= Data =

★ ★ ★ ★ ★

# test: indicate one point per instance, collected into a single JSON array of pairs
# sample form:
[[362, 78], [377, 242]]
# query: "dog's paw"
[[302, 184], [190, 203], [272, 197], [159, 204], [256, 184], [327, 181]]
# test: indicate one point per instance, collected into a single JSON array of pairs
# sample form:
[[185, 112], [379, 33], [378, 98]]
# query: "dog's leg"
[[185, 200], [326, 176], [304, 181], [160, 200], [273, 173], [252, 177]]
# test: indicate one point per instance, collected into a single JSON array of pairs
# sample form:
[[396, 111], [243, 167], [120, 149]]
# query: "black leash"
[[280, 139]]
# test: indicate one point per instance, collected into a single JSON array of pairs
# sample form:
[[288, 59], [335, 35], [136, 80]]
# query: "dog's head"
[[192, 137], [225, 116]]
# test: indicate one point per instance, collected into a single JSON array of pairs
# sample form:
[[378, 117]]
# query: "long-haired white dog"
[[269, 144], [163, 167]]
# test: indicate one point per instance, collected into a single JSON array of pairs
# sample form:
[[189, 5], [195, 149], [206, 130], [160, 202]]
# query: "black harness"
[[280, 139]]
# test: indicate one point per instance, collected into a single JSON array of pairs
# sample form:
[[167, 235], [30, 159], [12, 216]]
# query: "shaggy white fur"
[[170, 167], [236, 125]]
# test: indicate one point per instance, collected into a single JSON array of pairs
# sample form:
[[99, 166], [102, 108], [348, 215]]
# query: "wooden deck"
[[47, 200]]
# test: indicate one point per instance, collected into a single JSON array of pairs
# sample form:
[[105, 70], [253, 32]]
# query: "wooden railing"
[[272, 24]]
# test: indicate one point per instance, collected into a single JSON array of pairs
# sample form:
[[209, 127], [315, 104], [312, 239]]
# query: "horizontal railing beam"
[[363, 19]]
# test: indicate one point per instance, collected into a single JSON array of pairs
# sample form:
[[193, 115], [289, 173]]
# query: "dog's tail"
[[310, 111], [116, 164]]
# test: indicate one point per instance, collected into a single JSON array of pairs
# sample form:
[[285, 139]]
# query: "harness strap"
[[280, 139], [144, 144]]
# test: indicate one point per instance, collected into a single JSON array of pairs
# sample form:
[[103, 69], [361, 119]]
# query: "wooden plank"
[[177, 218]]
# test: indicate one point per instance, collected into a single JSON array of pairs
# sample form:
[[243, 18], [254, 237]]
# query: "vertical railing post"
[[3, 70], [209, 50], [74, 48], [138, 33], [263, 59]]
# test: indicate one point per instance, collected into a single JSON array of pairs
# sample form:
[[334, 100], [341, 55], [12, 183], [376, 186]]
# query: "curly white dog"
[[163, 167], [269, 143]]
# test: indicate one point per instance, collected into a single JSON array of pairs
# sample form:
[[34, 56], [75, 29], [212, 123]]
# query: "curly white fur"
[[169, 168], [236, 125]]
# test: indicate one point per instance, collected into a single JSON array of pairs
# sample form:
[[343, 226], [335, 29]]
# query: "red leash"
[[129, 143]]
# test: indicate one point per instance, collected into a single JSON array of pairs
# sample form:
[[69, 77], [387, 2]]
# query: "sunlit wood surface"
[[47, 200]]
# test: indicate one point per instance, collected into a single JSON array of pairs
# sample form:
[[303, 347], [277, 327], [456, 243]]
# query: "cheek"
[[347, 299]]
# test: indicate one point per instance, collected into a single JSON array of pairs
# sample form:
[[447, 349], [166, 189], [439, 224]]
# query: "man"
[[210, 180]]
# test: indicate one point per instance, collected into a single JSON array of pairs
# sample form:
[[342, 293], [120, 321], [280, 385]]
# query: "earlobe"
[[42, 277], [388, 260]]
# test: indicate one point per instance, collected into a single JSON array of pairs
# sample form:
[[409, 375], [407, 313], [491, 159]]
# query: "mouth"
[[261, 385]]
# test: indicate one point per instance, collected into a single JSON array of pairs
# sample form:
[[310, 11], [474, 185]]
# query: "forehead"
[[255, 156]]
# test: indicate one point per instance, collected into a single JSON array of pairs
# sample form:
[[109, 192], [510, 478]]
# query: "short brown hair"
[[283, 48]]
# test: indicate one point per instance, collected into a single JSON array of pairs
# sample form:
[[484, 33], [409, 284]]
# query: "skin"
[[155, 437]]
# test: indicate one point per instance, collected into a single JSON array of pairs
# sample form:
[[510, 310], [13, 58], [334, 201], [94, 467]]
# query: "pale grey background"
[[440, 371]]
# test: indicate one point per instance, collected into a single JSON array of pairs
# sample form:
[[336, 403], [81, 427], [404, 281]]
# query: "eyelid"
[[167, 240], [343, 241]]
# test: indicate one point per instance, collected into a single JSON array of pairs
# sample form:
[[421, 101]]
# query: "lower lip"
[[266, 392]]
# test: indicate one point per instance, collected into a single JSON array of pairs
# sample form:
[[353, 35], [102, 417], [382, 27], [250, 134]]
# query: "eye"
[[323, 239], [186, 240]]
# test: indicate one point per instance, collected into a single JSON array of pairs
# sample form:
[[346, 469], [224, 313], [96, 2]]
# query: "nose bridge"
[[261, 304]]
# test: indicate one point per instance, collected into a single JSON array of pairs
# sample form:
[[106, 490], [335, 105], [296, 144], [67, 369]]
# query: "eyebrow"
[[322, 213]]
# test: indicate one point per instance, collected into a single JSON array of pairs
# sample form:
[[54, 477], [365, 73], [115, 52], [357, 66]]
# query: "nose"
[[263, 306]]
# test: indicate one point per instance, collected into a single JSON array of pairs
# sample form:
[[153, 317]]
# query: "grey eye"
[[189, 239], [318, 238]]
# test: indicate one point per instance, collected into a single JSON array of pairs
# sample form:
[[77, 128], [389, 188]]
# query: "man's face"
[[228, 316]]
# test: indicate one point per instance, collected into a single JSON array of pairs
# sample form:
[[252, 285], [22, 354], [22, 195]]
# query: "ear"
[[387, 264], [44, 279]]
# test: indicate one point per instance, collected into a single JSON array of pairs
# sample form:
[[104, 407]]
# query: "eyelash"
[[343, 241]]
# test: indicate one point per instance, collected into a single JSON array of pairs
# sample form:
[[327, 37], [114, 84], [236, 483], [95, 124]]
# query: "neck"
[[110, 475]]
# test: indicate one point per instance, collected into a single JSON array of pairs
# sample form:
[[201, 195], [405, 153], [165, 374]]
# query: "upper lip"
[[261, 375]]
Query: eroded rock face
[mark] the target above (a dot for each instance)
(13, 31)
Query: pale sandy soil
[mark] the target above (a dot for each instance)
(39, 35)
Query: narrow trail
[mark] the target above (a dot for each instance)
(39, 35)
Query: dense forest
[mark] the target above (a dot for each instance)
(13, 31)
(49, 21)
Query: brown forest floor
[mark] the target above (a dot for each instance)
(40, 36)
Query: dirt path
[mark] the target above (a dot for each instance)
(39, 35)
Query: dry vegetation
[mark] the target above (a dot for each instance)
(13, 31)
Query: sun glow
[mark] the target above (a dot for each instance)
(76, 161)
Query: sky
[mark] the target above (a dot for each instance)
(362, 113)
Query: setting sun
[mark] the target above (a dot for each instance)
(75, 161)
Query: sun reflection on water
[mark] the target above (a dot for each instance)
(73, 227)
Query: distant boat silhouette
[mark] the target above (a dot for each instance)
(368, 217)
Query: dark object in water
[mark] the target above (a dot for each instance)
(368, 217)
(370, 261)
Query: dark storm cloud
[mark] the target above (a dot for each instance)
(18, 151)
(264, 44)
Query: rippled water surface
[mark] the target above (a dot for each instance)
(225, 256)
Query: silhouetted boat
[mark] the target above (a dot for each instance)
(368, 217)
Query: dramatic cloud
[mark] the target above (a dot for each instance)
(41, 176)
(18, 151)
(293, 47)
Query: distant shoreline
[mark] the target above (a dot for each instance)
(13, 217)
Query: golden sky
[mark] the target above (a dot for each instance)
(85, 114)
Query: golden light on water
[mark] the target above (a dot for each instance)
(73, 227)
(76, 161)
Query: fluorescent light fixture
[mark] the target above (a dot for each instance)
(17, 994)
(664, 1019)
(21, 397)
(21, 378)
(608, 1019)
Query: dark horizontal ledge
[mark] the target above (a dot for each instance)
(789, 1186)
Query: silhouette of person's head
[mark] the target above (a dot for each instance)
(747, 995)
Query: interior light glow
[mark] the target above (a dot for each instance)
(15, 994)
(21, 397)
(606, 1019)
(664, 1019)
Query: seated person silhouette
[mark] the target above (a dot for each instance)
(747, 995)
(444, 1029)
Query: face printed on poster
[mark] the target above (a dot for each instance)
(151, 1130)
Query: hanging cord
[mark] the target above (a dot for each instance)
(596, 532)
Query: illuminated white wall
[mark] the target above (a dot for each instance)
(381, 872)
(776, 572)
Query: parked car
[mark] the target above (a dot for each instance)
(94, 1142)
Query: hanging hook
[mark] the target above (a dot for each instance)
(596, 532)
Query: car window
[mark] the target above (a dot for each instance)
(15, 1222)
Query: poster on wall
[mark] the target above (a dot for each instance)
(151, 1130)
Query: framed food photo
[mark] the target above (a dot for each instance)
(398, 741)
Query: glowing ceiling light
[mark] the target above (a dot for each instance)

★ ★ ★ ★ ★

= Your goal =
Restate word for word the lines of the data above, starting at the line containing "Query: fluorescent light fixture" and ending at the line containing "Query: hanging cord", both included, and nothing more.

= Solution for this task =
Query: fluorescent light fixture
[mark] the target above (a dot for each instance)
(17, 994)
(664, 1019)
(21, 397)
(21, 378)
(608, 1019)
Query: dark horizontal ledge
[mark] the target above (a dot for each instance)
(789, 1186)
Query: silhouette of person's head
[mark] the target above (a dot for each instance)
(747, 995)
Query: interior light glow
[mark] the target above (a dot for each instance)
(15, 994)
(21, 397)
(606, 1019)
(664, 1019)
Query: seated person silhouette
[mark] the target above (a dot for each instance)
(747, 995)
(444, 1029)
Query: face printed on poster
[mark] the target above (a dot for each instance)
(151, 1130)
Query: hanging cord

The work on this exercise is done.